- _Dataset entries_:
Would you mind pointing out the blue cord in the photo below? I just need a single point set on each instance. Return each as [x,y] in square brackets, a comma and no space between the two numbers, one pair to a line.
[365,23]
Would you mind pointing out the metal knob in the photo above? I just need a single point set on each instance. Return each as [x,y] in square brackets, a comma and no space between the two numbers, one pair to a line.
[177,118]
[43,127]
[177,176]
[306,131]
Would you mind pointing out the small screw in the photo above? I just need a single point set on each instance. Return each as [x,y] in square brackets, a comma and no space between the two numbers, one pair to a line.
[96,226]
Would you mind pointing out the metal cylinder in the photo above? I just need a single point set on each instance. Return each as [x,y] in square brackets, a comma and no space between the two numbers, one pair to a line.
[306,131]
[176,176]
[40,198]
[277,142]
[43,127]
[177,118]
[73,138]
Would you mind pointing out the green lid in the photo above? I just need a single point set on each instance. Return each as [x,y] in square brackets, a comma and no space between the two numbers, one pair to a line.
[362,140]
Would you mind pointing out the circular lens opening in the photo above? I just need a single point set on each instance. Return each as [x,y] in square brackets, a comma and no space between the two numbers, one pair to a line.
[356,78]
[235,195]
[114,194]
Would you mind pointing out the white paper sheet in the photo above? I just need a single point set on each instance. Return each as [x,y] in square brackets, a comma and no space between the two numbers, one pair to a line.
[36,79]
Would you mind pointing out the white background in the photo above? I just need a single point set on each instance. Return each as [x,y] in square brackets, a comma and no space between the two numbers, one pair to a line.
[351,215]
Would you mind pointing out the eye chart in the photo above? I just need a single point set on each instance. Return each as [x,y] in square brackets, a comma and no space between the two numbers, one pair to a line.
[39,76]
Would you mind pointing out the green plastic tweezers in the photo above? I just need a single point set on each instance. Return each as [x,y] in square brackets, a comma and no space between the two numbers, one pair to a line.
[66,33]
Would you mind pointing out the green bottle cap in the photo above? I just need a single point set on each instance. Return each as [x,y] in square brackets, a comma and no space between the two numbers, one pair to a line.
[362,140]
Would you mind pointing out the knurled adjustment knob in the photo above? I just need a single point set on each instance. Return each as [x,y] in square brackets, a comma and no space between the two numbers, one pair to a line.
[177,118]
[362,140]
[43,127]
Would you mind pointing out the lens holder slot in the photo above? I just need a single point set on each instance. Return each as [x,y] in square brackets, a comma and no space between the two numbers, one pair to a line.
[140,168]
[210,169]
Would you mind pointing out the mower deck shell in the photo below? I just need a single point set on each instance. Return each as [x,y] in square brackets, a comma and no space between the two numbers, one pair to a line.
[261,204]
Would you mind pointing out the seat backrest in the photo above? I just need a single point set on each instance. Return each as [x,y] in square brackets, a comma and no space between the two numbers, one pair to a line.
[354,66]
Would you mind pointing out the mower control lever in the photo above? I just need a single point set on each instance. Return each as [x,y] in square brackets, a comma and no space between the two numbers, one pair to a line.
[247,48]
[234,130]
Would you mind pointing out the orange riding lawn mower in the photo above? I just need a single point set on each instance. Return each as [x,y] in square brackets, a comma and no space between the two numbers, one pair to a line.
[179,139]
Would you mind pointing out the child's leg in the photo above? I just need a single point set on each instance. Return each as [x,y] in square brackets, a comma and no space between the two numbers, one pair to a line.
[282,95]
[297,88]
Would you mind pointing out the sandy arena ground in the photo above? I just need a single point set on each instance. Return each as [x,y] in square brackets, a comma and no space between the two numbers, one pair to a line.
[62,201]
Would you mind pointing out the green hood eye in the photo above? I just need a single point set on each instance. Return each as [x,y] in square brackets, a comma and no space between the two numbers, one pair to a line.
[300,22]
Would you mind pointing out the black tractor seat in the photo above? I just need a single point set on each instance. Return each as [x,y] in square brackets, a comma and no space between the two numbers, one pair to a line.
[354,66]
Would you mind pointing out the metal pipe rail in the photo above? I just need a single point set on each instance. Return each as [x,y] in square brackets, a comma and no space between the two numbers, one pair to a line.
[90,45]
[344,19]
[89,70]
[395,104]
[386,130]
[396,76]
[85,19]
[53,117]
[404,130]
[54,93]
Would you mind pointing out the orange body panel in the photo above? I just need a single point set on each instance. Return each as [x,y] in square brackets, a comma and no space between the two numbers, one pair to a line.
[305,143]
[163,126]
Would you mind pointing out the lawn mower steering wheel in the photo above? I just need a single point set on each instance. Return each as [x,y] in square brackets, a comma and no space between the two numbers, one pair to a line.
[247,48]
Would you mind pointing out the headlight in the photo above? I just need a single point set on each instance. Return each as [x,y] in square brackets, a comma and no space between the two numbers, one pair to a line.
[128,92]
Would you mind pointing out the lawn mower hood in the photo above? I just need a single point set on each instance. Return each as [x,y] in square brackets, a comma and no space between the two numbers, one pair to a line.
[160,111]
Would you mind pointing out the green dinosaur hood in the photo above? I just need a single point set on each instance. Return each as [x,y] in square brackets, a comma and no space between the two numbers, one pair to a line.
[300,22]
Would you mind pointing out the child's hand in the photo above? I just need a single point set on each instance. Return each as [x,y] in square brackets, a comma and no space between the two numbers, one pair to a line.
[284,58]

- _Exercise requirements_: Copy everything from the line containing "Would you mind pointing out the lawn mower hood" down to the final line above, keeping all wording the same but raising each point coordinate by 59.

- _Finished task_:
Would you mind pointing out the lawn mower hood in the photo above? I just need a single point set on each instance. Return each as [x,y] in square brackets, a comma and no space between the two numbers, one pair to a line.
[219,170]
Would you mind pointing out the green dinosaur hood in the photo above? I just need a single point set on each instance. Return each as [x,y] in square brackets, a comma and no space between the two numbers, one pair to a line.
[359,81]
Would you mind pointing out the child's hand in the photo above? I just need a single point set on each instance. Return each as [x,y] in square brackets, a comma and no space between the two numbers, one pair to a line.
[343,117]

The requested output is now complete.